[TEXTE DU DOCUMENT]:
Une Histoire de France, ou l’autocritique d’une nation. Volume 2 : Mai 68
Plonger dans l’histoire récente de France, pour mieux saisir les causes de sa décadence. Tel est le point de vue adopté par Thomas Kotlarek et Jef dans leur série-événement Une Histoire de France, co-créée avec le philosophe Michel Onfray. Une fiction historique troublante, dont le second volet vient de paraître en librairie.
Lyon, de nos jours. Un attentat islamiste frappe la capitale des Gaules. Romain Vichère, qui réalisait une vidéo promotionnelle précisément à l’endroit du drame, est placé en garde à vue par la police. Il est soupçonné d’apologie du terrorisme, voire de complicité d’acte terroriste, pour avoir diffusé des images du massacre. Son père, célèbre écrivain, lui paye le meilleur avocat de la place de Paris, un certain Franck Pirondélis. Il ne faudrait pas que les égarements du fils entachent la carrière du père… L’affaire se présente mal, notamment en raison du comportement ambigu de Romain, qui ne semble pas vouloir collaborer avec les enquêteurs. Afin de préparer au mieux sa défense, Franck Pirondélis décide donc de rendre visite aux grands-parents paternels de son client. Certains éléments du passé familial expliqueront peut-être son acte… L’avocat se plonge ainsi dans des secrets de famille, qui se révèlent bientôt être des secrets d’Histoire.

[CONSIGNE]: Prolongez le texte consacré au deuxième volume d’Une Histoire de France en reprenant juste après sa dernière phrase.

[DONNÉES FOURNIES]:

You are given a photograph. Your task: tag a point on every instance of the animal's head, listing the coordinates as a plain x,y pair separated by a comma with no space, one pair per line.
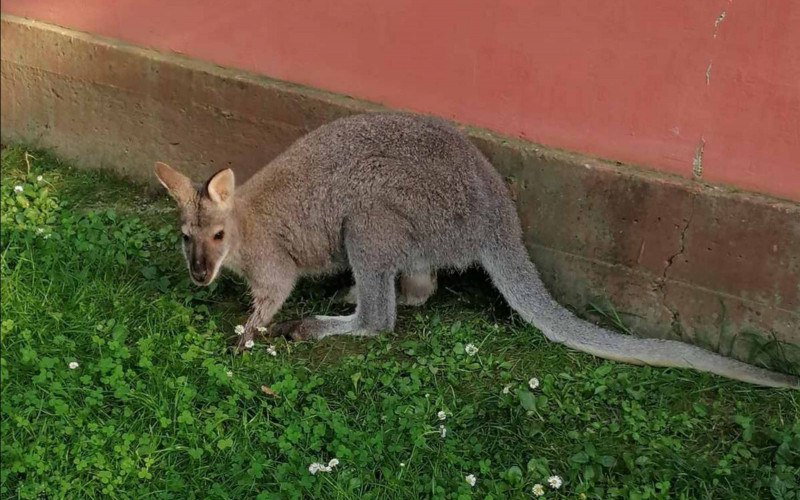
208,229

[RÉSULTAT OBTENU]:
Voilà comment on pourrait poser, en quelques lignes, les jalons de l’intrigue que Thomas Kotlarek et Jef vont développer tout au long des six volumes d’Une Histoire de France. Une série qui cherche, dans le fond, à répondre à une question que trop peu de gens – sans doute – se posent : comment en est-on arrivé là ? Depuis la fin de la Seconde Guerre mondiale, l’extrême droite n’a jamais obtenu d’aussi bons résultats électoraux en France. Brandie par Jacques Chirac comme un vulgaire argument de campagne, la fracture sociale s’est aggravée tout au long de ces vingt dernières années. Chômage endémique, précarité, délocalisations sauvages, xénophobie, communautarisme, individualisme exacerbé : le rêve français n’est plus ; si tant est qu’il n’ait pas été qu’une chimère… S’il est décrié et même critiquable dans ses modes d’action et dans son manque d’orientation idéologique, le mouvement des gilets jaunes démontre que le mal-être est profond au sein d’une grande partie de la population. Acteurs de ce mouvement de contestation sociale (ils ont pris part aux manifestations à Lyon), Thomas Kotlarek et Jef tentent d’en dégager les origines, livrant par la même leur version du récit national.
Pour que l’on comprenne bien votre démarche, quel but poursuivez-vous avec Une Histoire de France, qui n’est pas simplement une bande dessinée historique parmi d’autres…?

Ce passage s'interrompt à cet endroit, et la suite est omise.